### Selected text
****************************************

Closed pescennius closed 4 months ago

pescennius commented 4 months ago

Rationale

Scope of Changes

Reproducing

bdon commented 4 months ago

Can you find a different solution for uploading? I'm not comfortable adding this many additional dependencies as well as a platform that other users haven't requested.

pescennius commented 4 months ago

@bdon

That being said, I do believe there is a compromise that might be able to address all of this. Instead of bundling this into the pmtiles CLI. I just have this PR add the ability to use plugin based implementations, so that I can maintain the arweave functionality myself as a plugin I can call at runtime. The actual code change here would look something like:

import (
  "fmt"
  "slices"
  "net/url"
  "plugin"
)

type Uploader interface  {
  Upload(*log.Logger, string, string, string, int) error
}

// Upload a pmtiles archive to a bucket.
func Upload(logger *log.Logger, input string, bucket string, key string, pluginPath string, maxConcurrency int) error {
    parsedUri, err := url.Parse(bucket)
    if err != nil {
        return fmt.Errorf("unable to parse bucket uri: %w", err)
    }

    if slices.Contains(GcloudSupportedSchemes, parsedUri.Scheme) {
          return uploadWithGoCloud(logger, input, parsedUri, key, maxConcurrency)
        } else if pluginPath != "" {
          return uploadWithPlugin(logger, input, parsedUri, key, maxConcurrency)         
        } else {
           return fmt.Errorf("scheme %q is not supported by default and no plugin was provided. Please try again with a supported scheme or a plugin that supportes %q", parsedUri.Scheme, parsedUri.Scheme)
        }

        return nil
}

// uploadWithPluginexpects loads a go plugin 
func uploadWithPlugin(logger *log.Logger, input string, bucket string, key string, pluginPath string, maxConcurrency int) error {
        p, err := plugin.Open(pluginPath)
    if err != nil {
        return fmt.Errorf("unable to open plugin: %w", err)
    }

       symbol, err := p.Lookup("Uploader")
       if err != nil {
           return fmt.Errorf("plugin does not expose an Uploader interface: %w", err)
      }

      uploader, ok := symbol.(Uploader)
      if !ok {
         return fmt.Errorf("Uploader found in plugin does not implement Uploader interface")
      }

      return uploader.Upload(logger, input, bucket, key, maxConcurrency

}

and the functionality for arweave could be called like

pmtiles upload  ~/path_to_test_pmtile name_for_file_on_arweave --plugin="some/path/to/arweave.so" --bucket="arweave://arweave.net/path_to/ardrive-demo-wallet.json?foo bar1"

The benefits of this are:

bdon commented 4 months ago

Thanks for the details. I don't see upload as a core feature of this CLI, because it doesn't currently do anything specific to PMTiles. The set of providers is intentionally limited to those provided by gocloud, plus filesystem/unauthenticated HTTP, to minimize long term maintenance + code ownership and capture a large number (but not all) use cases.

What advantage would adding this have over using any other CLI for uploading files to Arweave? PMTiles is intentionally just a normal file, so any existing tools for that purpose should work.

****************************************

### Records provided

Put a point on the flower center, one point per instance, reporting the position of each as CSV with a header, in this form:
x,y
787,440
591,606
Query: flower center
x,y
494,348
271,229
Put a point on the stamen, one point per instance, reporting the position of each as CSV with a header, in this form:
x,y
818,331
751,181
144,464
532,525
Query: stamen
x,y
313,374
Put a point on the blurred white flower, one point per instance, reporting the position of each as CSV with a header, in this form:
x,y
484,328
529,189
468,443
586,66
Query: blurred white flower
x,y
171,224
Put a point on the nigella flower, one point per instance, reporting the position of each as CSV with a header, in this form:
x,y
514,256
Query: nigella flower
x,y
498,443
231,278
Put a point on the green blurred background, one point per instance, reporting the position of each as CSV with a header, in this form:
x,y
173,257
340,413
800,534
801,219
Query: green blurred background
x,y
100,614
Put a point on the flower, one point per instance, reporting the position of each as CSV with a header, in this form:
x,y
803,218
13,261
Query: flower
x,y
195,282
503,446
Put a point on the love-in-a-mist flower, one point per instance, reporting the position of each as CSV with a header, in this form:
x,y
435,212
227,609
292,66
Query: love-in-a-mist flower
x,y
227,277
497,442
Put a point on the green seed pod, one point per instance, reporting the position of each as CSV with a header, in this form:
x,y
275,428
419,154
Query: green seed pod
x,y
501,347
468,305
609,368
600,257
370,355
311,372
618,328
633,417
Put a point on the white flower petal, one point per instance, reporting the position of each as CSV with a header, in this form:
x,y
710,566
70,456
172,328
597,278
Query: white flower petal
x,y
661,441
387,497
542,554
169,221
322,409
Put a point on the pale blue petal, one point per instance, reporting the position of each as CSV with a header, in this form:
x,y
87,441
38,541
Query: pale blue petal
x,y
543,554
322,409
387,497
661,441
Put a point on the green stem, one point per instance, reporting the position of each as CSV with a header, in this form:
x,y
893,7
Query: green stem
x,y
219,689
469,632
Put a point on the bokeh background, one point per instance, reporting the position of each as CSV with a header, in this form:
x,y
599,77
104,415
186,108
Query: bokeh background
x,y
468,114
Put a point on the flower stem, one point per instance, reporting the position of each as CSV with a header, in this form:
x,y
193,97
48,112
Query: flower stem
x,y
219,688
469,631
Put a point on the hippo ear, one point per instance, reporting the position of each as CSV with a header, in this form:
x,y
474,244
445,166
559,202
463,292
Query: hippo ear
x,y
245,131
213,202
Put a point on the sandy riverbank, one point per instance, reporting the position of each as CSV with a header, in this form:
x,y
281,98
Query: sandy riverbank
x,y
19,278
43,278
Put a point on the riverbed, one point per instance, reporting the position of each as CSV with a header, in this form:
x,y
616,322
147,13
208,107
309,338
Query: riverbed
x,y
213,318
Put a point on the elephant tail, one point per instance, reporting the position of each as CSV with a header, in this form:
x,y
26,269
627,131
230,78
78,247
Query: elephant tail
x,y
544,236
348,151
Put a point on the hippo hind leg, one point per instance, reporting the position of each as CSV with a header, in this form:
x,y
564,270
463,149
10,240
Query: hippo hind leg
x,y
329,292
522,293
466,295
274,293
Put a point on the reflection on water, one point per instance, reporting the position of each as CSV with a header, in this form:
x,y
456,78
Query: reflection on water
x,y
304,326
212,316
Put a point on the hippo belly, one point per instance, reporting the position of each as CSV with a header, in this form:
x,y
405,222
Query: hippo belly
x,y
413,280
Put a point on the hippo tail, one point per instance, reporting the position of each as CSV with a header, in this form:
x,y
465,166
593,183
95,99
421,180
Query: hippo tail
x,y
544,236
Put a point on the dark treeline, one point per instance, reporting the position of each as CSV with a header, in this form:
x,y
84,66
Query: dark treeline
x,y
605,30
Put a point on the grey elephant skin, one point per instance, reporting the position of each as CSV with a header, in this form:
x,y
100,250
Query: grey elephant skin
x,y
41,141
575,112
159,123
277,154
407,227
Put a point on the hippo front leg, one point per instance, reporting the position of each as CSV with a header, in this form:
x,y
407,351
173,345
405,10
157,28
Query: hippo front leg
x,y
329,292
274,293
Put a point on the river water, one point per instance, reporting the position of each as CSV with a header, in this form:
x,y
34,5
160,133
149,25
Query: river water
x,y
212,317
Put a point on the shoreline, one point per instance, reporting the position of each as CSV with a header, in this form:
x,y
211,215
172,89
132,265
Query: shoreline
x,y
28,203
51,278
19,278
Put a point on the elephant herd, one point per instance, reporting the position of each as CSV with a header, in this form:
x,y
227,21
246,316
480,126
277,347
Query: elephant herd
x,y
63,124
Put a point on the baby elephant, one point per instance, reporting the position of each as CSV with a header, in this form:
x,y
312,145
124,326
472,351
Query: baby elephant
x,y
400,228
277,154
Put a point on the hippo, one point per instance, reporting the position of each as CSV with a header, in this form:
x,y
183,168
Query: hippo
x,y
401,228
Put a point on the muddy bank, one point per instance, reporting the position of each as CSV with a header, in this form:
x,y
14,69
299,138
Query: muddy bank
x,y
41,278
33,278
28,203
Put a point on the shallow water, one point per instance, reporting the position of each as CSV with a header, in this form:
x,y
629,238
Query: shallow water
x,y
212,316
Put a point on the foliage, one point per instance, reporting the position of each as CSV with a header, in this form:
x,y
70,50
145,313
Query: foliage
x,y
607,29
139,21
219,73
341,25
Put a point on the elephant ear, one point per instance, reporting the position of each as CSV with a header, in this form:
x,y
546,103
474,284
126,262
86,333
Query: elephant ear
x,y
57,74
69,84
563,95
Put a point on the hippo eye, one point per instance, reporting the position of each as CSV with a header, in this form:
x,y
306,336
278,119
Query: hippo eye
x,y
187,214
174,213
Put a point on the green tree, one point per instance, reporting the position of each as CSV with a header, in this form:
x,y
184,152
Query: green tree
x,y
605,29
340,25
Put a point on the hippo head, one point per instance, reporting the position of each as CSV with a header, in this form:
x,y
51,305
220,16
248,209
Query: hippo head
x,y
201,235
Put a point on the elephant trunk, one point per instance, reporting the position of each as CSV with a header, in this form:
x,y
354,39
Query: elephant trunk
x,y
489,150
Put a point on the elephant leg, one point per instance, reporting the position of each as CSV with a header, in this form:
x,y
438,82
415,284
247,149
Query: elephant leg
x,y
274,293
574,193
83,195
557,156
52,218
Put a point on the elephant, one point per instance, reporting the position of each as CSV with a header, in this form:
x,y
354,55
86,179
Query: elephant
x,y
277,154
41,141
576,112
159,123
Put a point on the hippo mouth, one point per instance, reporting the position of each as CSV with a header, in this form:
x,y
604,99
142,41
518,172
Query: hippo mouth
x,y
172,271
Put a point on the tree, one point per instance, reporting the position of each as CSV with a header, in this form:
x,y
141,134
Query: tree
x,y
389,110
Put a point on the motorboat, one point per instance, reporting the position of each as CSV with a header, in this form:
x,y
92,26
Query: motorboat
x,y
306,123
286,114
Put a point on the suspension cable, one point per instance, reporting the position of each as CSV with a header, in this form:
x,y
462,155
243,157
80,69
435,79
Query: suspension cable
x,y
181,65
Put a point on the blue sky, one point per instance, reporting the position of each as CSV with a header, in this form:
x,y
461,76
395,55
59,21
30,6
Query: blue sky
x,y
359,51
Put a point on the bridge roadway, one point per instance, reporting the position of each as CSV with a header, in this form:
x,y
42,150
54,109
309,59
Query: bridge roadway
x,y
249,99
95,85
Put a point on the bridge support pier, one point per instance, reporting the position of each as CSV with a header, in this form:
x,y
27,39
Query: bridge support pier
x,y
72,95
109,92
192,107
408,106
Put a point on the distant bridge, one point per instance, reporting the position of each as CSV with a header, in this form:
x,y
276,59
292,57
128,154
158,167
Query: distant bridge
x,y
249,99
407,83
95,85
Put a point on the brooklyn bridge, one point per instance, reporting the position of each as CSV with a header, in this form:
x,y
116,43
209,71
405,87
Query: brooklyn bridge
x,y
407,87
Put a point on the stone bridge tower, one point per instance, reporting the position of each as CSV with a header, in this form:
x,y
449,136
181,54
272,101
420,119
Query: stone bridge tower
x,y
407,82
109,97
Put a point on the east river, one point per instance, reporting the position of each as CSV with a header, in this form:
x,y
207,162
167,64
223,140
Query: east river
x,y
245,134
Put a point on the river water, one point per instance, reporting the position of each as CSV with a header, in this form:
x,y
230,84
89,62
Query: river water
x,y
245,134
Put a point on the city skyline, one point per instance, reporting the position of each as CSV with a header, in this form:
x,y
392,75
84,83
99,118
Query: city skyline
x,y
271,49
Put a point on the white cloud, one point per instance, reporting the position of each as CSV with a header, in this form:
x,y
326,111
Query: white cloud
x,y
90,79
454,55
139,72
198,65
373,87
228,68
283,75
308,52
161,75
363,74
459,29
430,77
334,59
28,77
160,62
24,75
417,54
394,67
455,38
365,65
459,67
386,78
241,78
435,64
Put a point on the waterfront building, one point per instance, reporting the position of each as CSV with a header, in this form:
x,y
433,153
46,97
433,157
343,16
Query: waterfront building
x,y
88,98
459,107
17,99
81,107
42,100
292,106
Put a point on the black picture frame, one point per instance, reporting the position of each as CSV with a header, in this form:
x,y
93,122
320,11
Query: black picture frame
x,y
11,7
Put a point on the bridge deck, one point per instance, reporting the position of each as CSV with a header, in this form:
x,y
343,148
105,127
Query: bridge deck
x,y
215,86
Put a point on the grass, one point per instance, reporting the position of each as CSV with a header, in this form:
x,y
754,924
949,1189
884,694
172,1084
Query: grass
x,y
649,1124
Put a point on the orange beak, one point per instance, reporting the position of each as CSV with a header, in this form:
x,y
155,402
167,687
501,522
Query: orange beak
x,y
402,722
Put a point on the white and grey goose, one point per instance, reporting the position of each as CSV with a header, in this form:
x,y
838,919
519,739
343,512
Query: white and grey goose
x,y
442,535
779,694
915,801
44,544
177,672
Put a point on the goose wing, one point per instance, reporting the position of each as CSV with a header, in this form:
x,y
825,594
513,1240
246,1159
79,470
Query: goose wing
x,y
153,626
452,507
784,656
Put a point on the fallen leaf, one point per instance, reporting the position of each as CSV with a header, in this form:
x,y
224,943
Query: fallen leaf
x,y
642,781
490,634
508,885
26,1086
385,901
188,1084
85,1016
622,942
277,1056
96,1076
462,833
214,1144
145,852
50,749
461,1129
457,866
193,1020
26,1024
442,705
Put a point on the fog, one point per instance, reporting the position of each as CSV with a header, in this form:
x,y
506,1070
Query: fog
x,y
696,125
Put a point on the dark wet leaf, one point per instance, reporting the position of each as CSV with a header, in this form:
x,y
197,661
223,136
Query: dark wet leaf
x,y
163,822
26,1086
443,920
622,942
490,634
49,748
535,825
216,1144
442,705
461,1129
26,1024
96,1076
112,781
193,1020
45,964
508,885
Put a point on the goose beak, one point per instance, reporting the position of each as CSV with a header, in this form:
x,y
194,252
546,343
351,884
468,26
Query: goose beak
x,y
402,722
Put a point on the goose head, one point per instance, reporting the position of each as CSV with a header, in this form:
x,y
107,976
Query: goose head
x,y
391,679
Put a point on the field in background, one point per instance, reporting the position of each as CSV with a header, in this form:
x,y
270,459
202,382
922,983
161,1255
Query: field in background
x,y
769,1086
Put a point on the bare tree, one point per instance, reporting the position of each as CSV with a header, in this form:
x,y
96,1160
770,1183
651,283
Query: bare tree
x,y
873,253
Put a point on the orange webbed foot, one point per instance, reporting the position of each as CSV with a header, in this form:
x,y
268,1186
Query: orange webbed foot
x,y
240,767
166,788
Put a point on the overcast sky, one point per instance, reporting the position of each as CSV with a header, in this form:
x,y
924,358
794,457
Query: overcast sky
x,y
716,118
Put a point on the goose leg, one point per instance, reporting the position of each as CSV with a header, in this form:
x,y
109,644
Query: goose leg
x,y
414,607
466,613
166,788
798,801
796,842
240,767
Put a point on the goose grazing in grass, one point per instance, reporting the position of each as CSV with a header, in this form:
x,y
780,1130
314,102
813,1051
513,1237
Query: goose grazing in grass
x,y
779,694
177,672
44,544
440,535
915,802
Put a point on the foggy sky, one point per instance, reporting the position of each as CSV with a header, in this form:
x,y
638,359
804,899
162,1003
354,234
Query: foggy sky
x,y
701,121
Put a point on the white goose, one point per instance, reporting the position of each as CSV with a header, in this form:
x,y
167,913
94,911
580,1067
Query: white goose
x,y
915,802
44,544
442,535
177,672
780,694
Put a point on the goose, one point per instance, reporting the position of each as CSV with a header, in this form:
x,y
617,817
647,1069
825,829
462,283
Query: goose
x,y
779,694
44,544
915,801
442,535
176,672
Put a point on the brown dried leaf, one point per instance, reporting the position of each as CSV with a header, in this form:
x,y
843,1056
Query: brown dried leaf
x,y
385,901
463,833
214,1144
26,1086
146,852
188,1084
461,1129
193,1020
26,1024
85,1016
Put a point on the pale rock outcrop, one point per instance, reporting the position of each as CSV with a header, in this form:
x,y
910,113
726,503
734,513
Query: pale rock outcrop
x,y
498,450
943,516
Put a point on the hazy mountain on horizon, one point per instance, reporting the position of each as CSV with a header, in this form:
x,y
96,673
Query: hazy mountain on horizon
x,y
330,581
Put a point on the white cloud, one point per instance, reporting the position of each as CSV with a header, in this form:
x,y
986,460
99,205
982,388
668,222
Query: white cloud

****************************************

Continue the pmtiles upload discussion from where it stops, after the last comment asking why anyone would use this over another Arweave upload tool.

pescennius commented 4 months ago

I guess I don't understand what the hesitation is around my suggested compromise around plugins? It seems pretty in line with the goals you stated. It won't add dependencies, its not a breaking change, and it won't add anything for you to maintain because any actual plugins will be maintained by their developers. I'm also willing to write this because its quite simple.

The advantage of these things being directly in the CLI is it makes it easier to onboard people into using PMTiles when the tooling supports the backends. A lot of people using this might be front end focused developers who aren't super comfortable chaining together things on the command line. I have students where this is would be helpful for example. At the end of the day its your call and your repo, I'll just live with a fork if I have to. I guess I can also upstream this to gocloud but then `go-pmtiles would have to eat the dependencies.

thisisaaronland commented 4 months ago

FWIW, one option would be to define the pmtiles tool as a Go-language interface with a default implementation that targets the existing bucket sources.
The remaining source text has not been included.